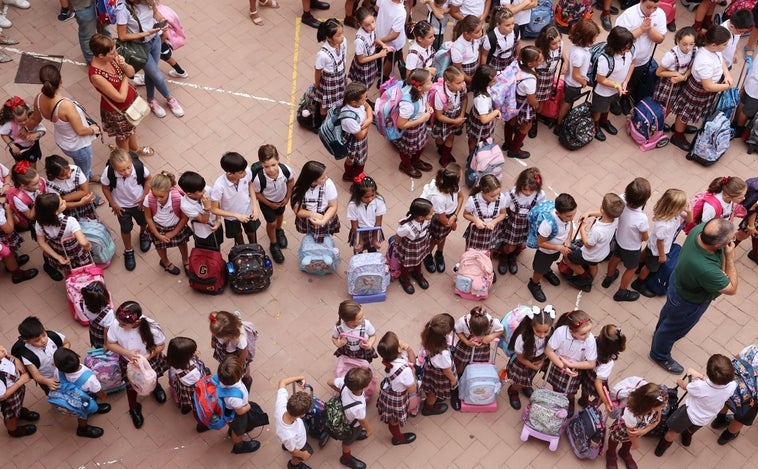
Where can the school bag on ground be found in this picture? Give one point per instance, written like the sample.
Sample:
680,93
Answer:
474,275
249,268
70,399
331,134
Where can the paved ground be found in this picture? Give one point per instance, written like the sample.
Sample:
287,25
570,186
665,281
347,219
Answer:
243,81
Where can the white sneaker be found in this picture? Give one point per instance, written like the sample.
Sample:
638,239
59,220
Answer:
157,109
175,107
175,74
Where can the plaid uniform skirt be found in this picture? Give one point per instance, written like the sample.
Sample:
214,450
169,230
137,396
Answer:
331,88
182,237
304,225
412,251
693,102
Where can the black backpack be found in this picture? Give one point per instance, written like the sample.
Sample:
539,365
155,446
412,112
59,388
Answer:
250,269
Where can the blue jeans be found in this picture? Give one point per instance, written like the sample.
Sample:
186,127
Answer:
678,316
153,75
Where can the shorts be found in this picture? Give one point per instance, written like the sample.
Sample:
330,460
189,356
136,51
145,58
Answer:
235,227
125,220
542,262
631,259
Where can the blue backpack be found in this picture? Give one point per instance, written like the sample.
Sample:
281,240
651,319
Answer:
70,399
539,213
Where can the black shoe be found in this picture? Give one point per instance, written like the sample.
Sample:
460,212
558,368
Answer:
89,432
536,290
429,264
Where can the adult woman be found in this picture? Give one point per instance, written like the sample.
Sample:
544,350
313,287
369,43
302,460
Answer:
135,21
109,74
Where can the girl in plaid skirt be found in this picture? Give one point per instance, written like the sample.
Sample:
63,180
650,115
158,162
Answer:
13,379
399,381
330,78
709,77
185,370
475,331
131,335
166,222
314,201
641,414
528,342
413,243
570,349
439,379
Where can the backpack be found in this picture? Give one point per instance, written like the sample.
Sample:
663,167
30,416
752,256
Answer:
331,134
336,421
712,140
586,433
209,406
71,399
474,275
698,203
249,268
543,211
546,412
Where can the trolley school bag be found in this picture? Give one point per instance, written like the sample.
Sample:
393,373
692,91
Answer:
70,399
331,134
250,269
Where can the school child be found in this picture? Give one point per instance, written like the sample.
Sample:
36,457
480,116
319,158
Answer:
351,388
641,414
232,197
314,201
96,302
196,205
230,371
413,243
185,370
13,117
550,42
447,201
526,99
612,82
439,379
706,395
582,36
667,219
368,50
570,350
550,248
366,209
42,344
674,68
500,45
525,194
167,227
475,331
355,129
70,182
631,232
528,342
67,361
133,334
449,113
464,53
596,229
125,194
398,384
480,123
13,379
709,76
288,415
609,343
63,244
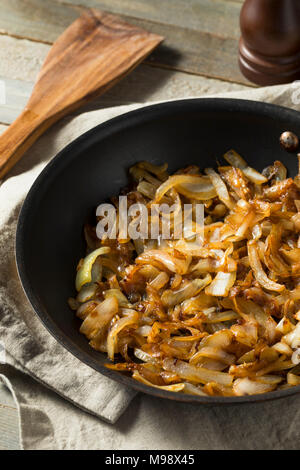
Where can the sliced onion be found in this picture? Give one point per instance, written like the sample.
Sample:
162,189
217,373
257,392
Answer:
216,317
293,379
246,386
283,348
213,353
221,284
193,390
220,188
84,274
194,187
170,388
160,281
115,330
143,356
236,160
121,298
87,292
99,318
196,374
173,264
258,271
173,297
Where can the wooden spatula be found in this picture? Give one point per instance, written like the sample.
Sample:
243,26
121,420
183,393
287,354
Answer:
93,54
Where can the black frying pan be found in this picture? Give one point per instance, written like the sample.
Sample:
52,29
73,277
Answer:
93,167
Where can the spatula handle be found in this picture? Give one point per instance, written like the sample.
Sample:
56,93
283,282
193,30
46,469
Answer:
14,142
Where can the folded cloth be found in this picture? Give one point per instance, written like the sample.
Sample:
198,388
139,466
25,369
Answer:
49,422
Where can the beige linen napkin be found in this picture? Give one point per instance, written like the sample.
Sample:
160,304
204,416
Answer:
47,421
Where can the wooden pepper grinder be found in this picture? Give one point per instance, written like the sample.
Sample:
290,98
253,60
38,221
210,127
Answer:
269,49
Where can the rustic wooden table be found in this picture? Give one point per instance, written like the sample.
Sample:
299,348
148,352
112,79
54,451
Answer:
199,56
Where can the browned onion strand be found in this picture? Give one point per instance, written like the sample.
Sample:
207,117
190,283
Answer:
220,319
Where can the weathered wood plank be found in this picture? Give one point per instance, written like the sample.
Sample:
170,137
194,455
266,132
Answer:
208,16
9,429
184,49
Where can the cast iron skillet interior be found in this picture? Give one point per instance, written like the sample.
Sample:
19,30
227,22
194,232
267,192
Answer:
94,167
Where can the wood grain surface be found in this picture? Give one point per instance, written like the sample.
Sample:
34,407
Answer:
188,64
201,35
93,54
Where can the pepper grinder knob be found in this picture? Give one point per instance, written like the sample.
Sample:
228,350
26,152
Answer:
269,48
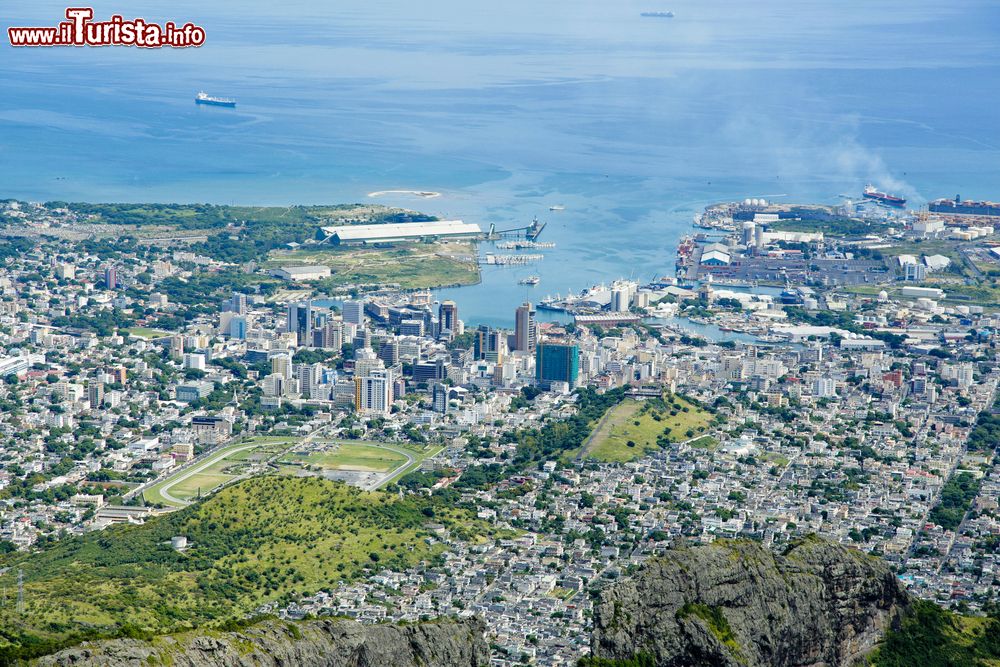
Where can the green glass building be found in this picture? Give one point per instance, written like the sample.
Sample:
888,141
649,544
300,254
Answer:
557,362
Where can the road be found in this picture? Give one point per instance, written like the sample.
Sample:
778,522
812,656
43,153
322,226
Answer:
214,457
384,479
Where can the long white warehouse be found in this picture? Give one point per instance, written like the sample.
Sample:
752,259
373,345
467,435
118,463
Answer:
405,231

**Exercise details**
Please reproduce nothing but the lines from the one containing "Where can the wood grain" through the closing line of the listing, retyped word for word, pictures excluded.

**Result of this task**
Where can the wood grain surface be found in this picture? Give one point per instance, written like the sample.
Sample:
34,407
Answer:
188,64
201,35
93,54
Where can the pepper grinder knob be found in this picture? Give one point per instance, written like the sample.
Sample:
228,350
26,152
Answer:
269,48
Where can the green glass building be found in this picture? Give one point per instance, written like the sample.
Sample:
888,141
649,544
300,254
Answer:
557,362
Where can the road be found in this picture? Give one point per instance, written like the sample.
Sample:
778,522
812,656
43,153
322,226
Answer:
214,457
384,479
Where can the long white warehouse be found in this picture? Give one point per instance, written like the sample.
Sample:
752,259
373,345
467,435
118,463
Answer:
405,231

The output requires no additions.